• [EXTRAIT DU DOCUMENT]
'''
Les États ayant refusé tout plafonnement des aides et toute dégressivité en fonction de la taille de l’exploitation, « 80 % des aides directes sont toujours versées à 20 % des agriculteurs ». Un modèle à changer ?
Oui bien sûr. J’avais proposé le plafonnement des aides à 200 000 euros. Sur cette question du plafonnement, lors du vote en plénière, nous avons perdu de quelques voix seulement. Cette question du plafonnement devra figurer à l’ordre du jour de la prochaine réforme, avec la conditionnalité des aides. Il est essentiel de les réorienter vers les petites et les moyennes exploitations qui sont plus performantes sur le plan de l’emploi et s’adaptent mieux aux aléas du marché. Il faudra continuer à majorer les aides sur les premiers hectares.
Dans un pays comme la France, les services publics et les commerces disparaissent dans les zones rurales, ce qui n’incite pas les jeunes à rester ou à s’installer… Le nombre d’agriculteurs a baissé dramatiquement en 50 ans ? Quel rôle doit selon jouer la politique agricole commune pour infléchir ce phénomène ?
Je pense qu’il faut re-territorialiser la PAC. C’est à mon sens essentiel. Il faut considérer les critères de l’emploi et des territoires, le soutien aux jeunes agriculteurs, comme des éléments de conditionnalité dans les aides futures. Ce doit être une priorité de la future réforme. Les moins de 35 % dans l’agriculture ne représentent plus que 7 % de la totalité des exploitations. Du coup, le renouvellement des générations est loin d’être assurée, ce qui impacte négativement les économies des territoires. Il faut réfléchir à de nouveaux outils d’aide à l’installation, plus simples, à la modernisation et à la transmission des exploitations. Il faut lutter contre la concentration et l’accaparement des terres par les grandes sociétés, les fonds de pension etc. qui se développent en France et ailleurs.
'''
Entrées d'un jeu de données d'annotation
'''
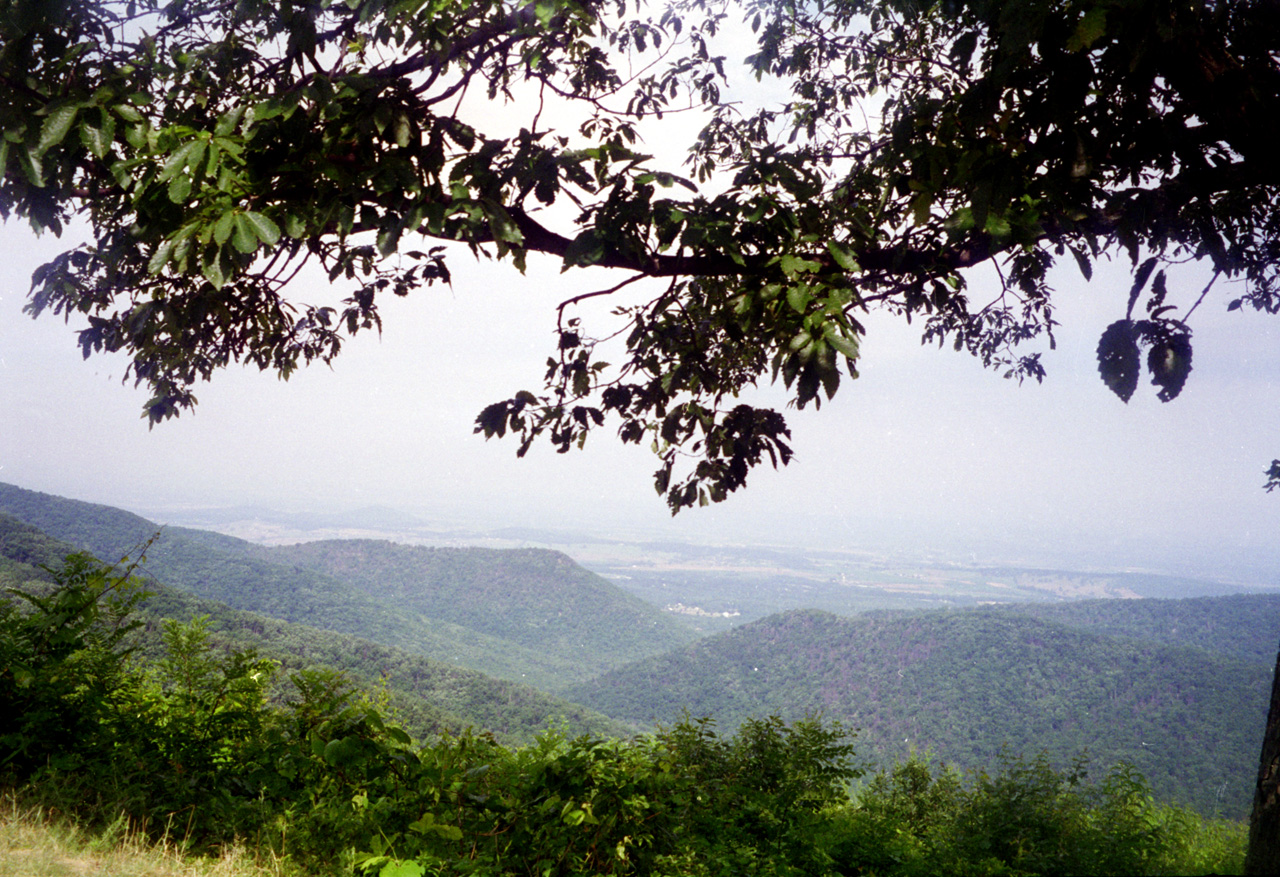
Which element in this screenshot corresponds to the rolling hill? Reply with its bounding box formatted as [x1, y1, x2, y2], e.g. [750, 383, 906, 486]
[566, 600, 1271, 818]
[0, 515, 631, 744]
[0, 484, 696, 691]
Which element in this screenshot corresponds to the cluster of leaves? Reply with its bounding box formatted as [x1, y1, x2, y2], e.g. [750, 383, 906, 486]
[566, 600, 1275, 818]
[828, 755, 1244, 877]
[0, 556, 1243, 877]
[0, 0, 1280, 511]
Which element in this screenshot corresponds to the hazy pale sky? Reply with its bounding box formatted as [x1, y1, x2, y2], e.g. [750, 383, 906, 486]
[0, 13, 1280, 579]
[0, 212, 1280, 581]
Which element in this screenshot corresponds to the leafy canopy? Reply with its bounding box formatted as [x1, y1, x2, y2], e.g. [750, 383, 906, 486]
[0, 0, 1280, 510]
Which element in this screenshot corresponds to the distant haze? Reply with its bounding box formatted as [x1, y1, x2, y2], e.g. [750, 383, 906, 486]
[0, 223, 1280, 580]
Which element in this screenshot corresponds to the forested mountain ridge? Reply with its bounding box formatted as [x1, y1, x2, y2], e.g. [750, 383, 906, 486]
[0, 513, 631, 744]
[1000, 594, 1280, 663]
[245, 539, 696, 668]
[0, 484, 694, 691]
[566, 609, 1271, 818]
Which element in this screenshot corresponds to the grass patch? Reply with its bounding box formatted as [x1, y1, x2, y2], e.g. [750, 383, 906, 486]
[0, 794, 297, 877]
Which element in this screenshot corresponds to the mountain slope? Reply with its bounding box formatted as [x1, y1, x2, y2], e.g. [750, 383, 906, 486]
[1000, 594, 1280, 663]
[0, 484, 692, 691]
[566, 611, 1271, 818]
[0, 513, 631, 744]
[244, 539, 695, 670]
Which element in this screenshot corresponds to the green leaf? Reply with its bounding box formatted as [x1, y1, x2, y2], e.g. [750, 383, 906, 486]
[232, 213, 257, 253]
[201, 247, 232, 289]
[242, 210, 280, 247]
[81, 113, 115, 159]
[1147, 334, 1192, 402]
[378, 860, 427, 877]
[787, 283, 813, 312]
[36, 106, 79, 155]
[827, 332, 858, 360]
[778, 253, 822, 277]
[827, 241, 859, 273]
[562, 228, 604, 270]
[18, 146, 45, 188]
[214, 210, 236, 247]
[147, 238, 175, 274]
[1066, 4, 1107, 51]
[1098, 320, 1141, 402]
[169, 174, 191, 204]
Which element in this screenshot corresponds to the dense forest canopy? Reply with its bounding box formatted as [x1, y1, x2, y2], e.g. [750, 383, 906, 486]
[0, 0, 1280, 510]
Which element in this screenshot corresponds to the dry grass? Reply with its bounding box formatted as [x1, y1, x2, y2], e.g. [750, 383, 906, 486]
[0, 796, 291, 877]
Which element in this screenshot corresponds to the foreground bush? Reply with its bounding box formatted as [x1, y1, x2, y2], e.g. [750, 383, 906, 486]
[0, 556, 1244, 877]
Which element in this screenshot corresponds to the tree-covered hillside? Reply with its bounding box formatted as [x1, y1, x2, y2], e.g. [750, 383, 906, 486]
[0, 513, 631, 744]
[250, 539, 695, 670]
[0, 484, 694, 691]
[566, 611, 1271, 818]
[1001, 594, 1280, 663]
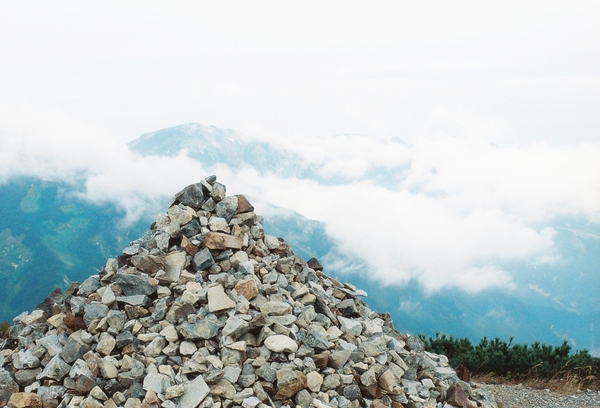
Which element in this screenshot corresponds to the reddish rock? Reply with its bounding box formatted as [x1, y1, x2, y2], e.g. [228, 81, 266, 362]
[125, 305, 150, 320]
[446, 384, 469, 407]
[7, 392, 42, 408]
[369, 399, 389, 408]
[181, 235, 199, 256]
[204, 232, 243, 249]
[63, 313, 87, 331]
[235, 279, 258, 300]
[456, 364, 471, 382]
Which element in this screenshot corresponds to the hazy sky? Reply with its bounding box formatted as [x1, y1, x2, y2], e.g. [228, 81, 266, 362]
[0, 0, 600, 290]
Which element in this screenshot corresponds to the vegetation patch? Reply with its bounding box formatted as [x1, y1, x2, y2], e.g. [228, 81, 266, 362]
[420, 333, 600, 391]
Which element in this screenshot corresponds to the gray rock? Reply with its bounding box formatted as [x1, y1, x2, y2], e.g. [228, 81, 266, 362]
[177, 314, 223, 340]
[37, 355, 71, 381]
[215, 196, 238, 222]
[162, 252, 187, 282]
[175, 183, 208, 211]
[207, 285, 235, 313]
[301, 330, 329, 350]
[265, 334, 298, 353]
[117, 295, 152, 306]
[59, 332, 90, 364]
[192, 248, 215, 271]
[115, 272, 156, 296]
[77, 276, 100, 296]
[178, 375, 210, 408]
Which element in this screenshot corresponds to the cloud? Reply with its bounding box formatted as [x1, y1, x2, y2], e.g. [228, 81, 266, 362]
[0, 103, 600, 292]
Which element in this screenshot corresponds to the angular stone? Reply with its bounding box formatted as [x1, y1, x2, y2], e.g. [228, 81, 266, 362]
[143, 368, 171, 394]
[207, 285, 235, 313]
[167, 204, 196, 225]
[69, 359, 93, 378]
[377, 370, 404, 395]
[178, 314, 223, 340]
[260, 301, 292, 316]
[302, 330, 329, 350]
[263, 235, 281, 249]
[306, 258, 323, 271]
[8, 392, 42, 408]
[234, 279, 258, 300]
[37, 355, 71, 381]
[192, 248, 215, 271]
[237, 194, 254, 214]
[329, 350, 352, 369]
[0, 367, 19, 401]
[115, 272, 156, 296]
[306, 371, 324, 398]
[264, 334, 298, 353]
[208, 217, 231, 234]
[275, 368, 306, 400]
[59, 332, 90, 368]
[221, 316, 250, 339]
[175, 183, 209, 211]
[178, 375, 210, 408]
[210, 379, 236, 399]
[13, 350, 40, 370]
[204, 232, 244, 250]
[14, 367, 42, 387]
[215, 196, 238, 222]
[446, 383, 469, 407]
[96, 332, 117, 356]
[337, 316, 362, 336]
[131, 255, 165, 275]
[161, 252, 187, 282]
[83, 303, 108, 326]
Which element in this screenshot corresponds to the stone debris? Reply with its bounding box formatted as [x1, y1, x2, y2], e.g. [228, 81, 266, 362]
[0, 176, 496, 408]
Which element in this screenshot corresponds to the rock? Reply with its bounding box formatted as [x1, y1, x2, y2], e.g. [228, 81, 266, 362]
[446, 384, 469, 407]
[178, 375, 210, 408]
[234, 279, 258, 300]
[0, 177, 496, 408]
[455, 364, 471, 383]
[306, 258, 323, 271]
[131, 255, 165, 275]
[207, 285, 235, 313]
[8, 392, 42, 408]
[115, 272, 156, 296]
[265, 334, 298, 353]
[192, 248, 215, 271]
[306, 371, 323, 392]
[215, 196, 238, 222]
[175, 183, 208, 211]
[161, 252, 187, 282]
[204, 232, 244, 249]
[302, 330, 329, 350]
[275, 369, 306, 400]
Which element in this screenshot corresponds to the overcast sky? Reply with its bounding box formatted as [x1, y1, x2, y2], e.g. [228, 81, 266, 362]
[0, 0, 600, 291]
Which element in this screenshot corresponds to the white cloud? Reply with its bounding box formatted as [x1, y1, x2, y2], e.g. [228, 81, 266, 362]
[0, 0, 600, 291]
[0, 103, 600, 292]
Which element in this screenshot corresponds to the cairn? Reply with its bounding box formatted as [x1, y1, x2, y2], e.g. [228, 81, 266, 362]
[0, 176, 496, 408]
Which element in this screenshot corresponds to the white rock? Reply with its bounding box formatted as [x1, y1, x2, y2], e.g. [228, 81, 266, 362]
[207, 285, 235, 313]
[265, 334, 298, 353]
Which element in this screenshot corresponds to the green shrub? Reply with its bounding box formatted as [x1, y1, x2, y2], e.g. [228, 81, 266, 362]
[420, 333, 600, 381]
[0, 322, 10, 333]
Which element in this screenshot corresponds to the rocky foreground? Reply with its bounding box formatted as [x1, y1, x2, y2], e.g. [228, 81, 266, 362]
[0, 176, 496, 408]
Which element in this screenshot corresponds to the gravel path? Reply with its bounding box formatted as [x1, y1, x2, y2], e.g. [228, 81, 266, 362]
[473, 383, 600, 408]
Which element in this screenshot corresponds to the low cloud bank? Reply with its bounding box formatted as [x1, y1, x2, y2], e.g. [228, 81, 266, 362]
[0, 108, 600, 292]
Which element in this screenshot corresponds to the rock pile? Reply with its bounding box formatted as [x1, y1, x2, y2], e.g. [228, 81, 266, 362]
[0, 176, 496, 408]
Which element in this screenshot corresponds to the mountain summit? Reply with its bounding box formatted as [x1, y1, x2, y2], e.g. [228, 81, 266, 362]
[0, 176, 496, 408]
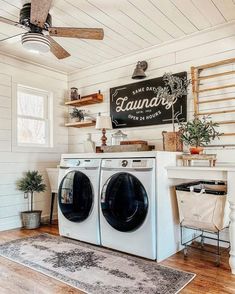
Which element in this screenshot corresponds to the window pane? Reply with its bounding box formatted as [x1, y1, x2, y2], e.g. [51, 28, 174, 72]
[17, 91, 44, 118]
[18, 118, 46, 145]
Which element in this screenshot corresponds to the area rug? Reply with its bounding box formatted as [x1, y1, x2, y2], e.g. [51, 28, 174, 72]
[0, 234, 195, 294]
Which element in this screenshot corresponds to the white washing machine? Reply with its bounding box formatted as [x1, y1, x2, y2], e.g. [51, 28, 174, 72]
[58, 158, 101, 245]
[100, 158, 156, 260]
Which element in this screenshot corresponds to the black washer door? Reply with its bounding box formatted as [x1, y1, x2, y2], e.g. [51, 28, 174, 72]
[58, 171, 93, 222]
[101, 173, 148, 232]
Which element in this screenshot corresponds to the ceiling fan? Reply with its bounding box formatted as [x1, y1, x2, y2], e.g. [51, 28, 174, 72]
[0, 0, 104, 59]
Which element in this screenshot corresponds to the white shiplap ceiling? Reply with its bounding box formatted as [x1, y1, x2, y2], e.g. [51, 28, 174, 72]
[0, 0, 235, 73]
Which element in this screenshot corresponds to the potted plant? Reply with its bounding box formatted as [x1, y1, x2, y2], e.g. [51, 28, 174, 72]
[179, 116, 222, 154]
[160, 73, 191, 151]
[69, 107, 84, 121]
[17, 171, 46, 229]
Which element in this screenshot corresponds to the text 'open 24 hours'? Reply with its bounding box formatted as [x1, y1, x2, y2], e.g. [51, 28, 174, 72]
[110, 72, 187, 128]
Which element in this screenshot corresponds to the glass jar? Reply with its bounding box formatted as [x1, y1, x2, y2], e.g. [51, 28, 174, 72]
[111, 130, 127, 145]
[70, 87, 80, 100]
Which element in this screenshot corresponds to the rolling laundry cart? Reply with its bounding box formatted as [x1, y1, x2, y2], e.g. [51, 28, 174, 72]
[175, 181, 230, 266]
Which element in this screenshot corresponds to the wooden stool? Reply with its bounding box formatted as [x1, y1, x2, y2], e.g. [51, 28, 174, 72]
[181, 154, 216, 167]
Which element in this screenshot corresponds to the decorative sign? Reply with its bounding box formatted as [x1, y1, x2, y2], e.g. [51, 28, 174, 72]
[110, 72, 187, 128]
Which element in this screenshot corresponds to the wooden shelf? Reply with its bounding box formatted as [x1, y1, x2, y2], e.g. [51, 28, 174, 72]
[65, 93, 103, 107]
[65, 120, 95, 128]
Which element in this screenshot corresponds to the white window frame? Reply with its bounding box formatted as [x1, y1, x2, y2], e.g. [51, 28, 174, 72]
[12, 84, 53, 152]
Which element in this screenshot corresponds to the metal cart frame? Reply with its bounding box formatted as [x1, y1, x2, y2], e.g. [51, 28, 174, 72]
[180, 224, 230, 266]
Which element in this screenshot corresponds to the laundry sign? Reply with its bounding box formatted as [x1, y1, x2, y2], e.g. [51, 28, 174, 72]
[110, 72, 187, 128]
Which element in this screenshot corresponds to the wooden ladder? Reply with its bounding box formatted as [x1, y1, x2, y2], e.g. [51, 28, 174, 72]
[191, 58, 235, 136]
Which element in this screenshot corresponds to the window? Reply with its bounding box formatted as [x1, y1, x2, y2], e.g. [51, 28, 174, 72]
[16, 86, 51, 147]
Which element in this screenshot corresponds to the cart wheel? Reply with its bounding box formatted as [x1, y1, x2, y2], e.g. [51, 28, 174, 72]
[201, 237, 205, 248]
[215, 255, 220, 267]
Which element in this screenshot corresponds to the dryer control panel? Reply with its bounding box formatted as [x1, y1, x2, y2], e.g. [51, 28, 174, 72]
[101, 158, 155, 169]
[60, 158, 100, 168]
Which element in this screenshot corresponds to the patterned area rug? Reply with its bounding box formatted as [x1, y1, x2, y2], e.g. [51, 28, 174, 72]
[0, 234, 195, 294]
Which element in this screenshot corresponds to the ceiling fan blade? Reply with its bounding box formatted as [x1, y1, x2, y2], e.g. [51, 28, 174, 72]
[0, 33, 24, 42]
[30, 0, 52, 28]
[48, 27, 104, 40]
[47, 36, 70, 59]
[0, 16, 28, 30]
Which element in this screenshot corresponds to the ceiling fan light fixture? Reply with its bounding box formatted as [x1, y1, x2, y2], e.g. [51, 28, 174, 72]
[21, 33, 51, 53]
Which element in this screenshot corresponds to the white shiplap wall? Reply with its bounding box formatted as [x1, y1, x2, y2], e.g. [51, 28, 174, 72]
[0, 56, 68, 231]
[69, 24, 235, 162]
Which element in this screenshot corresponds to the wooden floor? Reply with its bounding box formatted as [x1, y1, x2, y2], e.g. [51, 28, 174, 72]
[0, 225, 235, 294]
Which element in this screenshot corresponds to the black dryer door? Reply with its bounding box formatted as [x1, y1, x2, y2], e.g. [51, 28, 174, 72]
[58, 171, 93, 222]
[101, 172, 148, 232]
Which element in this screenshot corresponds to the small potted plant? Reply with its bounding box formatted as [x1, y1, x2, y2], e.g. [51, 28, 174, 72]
[17, 171, 46, 229]
[159, 73, 191, 151]
[69, 107, 84, 122]
[179, 116, 222, 154]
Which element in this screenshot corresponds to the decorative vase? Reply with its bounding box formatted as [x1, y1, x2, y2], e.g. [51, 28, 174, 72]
[84, 133, 95, 153]
[162, 131, 183, 152]
[21, 210, 42, 230]
[189, 146, 204, 154]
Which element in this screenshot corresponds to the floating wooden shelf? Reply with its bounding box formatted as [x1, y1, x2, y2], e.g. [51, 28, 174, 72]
[191, 58, 235, 139]
[65, 120, 95, 128]
[65, 93, 103, 107]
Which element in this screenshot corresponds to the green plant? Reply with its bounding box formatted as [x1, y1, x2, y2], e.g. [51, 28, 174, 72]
[179, 116, 222, 147]
[69, 107, 84, 121]
[16, 171, 46, 211]
[158, 73, 191, 132]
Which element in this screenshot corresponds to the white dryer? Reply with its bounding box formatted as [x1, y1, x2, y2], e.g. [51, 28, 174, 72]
[58, 157, 101, 245]
[100, 158, 156, 259]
'''
• [À FAIRE]
1) Modifiez le passage de l'extrait sur la PAC commençant par « Dans un pays » et se terminant par « ce phénomène ? », en remplaçant « zones rurales » par « campagnes ».
2) Traduisez en anglais cette phrase de l'extrait sur la PAC : « J'avais proposé le plafonnement des aides à 200 000 euros. »
3) Répondez à ces questions d'après l'extrait sur la PAC.
(a) Quelle part des aides directes est versée à 20 % des agriculteurs ?
(b) Vers quelles exploitations faut-il réorienter les aides ?
(c) Qui pratique la concentration et l'accaparement des terres, selon l'extrait ?
Ne vous servez que de l'extrait sur la PAC.

• [RÉPONSES PAR TÂCHE]
1)
Dans un pays comme la France, les services publics et les commerces disparaissent dans les campagnes, ce qui n’incite pas les jeunes à rester ou à s’installer… Le nombre d’agriculteurs a baissé dramatiquement en 50 ans ? Quel rôle doit selon jouer la politique agricole commune pour infléchir ce phénomène ?

2) I had proposed capping aid at 200,000 euros.

3)
(a) 80 % des aides directes.
(b) Vers les petites et les moyennes exploitations.
(c) Les grandes sociétés, les fonds de pension, etc.